Records for processing:
______

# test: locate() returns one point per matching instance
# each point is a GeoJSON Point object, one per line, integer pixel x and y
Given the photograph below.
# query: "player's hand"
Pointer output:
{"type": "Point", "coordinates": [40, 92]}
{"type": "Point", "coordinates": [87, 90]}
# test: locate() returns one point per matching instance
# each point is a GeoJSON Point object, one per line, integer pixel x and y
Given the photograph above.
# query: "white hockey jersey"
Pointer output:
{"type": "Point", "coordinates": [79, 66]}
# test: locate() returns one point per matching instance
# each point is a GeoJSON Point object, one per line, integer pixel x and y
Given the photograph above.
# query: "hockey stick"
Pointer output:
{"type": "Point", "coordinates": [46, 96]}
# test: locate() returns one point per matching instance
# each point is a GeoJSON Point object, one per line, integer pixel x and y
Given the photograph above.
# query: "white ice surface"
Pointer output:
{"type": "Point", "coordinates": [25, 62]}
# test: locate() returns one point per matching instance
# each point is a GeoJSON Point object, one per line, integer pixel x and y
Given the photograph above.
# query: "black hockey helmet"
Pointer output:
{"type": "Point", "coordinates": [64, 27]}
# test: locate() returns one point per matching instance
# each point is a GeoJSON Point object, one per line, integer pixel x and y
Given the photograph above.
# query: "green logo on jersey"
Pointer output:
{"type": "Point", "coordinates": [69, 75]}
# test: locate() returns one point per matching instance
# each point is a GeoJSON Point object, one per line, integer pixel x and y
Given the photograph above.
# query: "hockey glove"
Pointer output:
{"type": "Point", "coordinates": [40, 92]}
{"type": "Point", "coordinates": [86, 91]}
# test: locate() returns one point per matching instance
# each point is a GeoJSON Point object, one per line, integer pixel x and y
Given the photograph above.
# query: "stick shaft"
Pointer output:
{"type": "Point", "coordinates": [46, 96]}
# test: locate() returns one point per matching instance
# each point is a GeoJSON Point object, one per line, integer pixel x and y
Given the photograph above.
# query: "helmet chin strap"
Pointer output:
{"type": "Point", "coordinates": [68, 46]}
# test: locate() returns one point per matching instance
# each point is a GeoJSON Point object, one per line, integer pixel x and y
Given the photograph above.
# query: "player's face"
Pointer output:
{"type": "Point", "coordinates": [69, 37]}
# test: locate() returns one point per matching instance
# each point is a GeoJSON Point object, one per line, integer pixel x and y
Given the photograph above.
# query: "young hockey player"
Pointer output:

______

Written task:
All of the data shown above must be copied exactly.

Answer in full:
# test: locate() returns one point per matching instance
# each point is a GeoJSON Point object, one per line, integer pixel x and y
Given the photograph below.
# query: "player's hand"
Pointer output:
{"type": "Point", "coordinates": [40, 92]}
{"type": "Point", "coordinates": [87, 90]}
# test: locate() returns one point per matching instance
# each point is a GeoJSON Point object, one per line, integer pixel x and y
Given the photograph above.
# query: "white hockey jersey"
Pointer output:
{"type": "Point", "coordinates": [79, 66]}
# test: locate() returns one point per matching instance
# each point is a GeoJSON Point object, one per line, integer pixel x and y
Given the photograph above.
# query: "hockey stick"
Pointer output:
{"type": "Point", "coordinates": [46, 96]}
# test: locate() returns one point per matching instance
# each point is a GeoJSON Point object, one per line, integer pixel x and y
Given the photograph above.
# query: "white ice surface"
Pointer output:
{"type": "Point", "coordinates": [25, 62]}
# test: locate() returns one point per matching instance
# each point is a GeoJSON Point object, one per line, integer pixel x and y
Given the photograph above.
# query: "black hockey helmet"
Pointer output:
{"type": "Point", "coordinates": [64, 27]}
# test: locate() returns one point per matching instance
# each point is a GeoJSON Point object, one per line, integer pixel x and y
Given the photograph above.
# query: "green logo on jersey"
Pointer output:
{"type": "Point", "coordinates": [69, 75]}
# test: locate() returns one point per matching instance
# each point is a GeoJSON Point object, one per line, integer pixel x and y
Given the photograph above.
# query: "hockey glove"
Pointer output:
{"type": "Point", "coordinates": [40, 92]}
{"type": "Point", "coordinates": [86, 91]}
# test: locate() returns one point per matching instance
# each point is a GeoJSON Point object, one per line, integer pixel x and y
Given the photograph above.
# query: "stick shaft"
Pointer output:
{"type": "Point", "coordinates": [46, 96]}
# test: locate() returns one point per matching instance
# each point is a GeoJSON Point object, one per line, integer pixel x and y
Given the photograph above.
# query: "helmet chin strap"
Pointer output:
{"type": "Point", "coordinates": [68, 46]}
# test: locate() returns one point per matching instance
# each point is a GeoJSON Point object, one per line, integer pixel x and y
Given the photograph above.
# query: "player's face"
Pointer output:
{"type": "Point", "coordinates": [69, 37]}
# test: locate() returns one point per matching instance
# each point is a GeoJSON Point object, one per line, integer pixel x and y
Given the photograph above.
# query: "young hockey player"
Pointer output:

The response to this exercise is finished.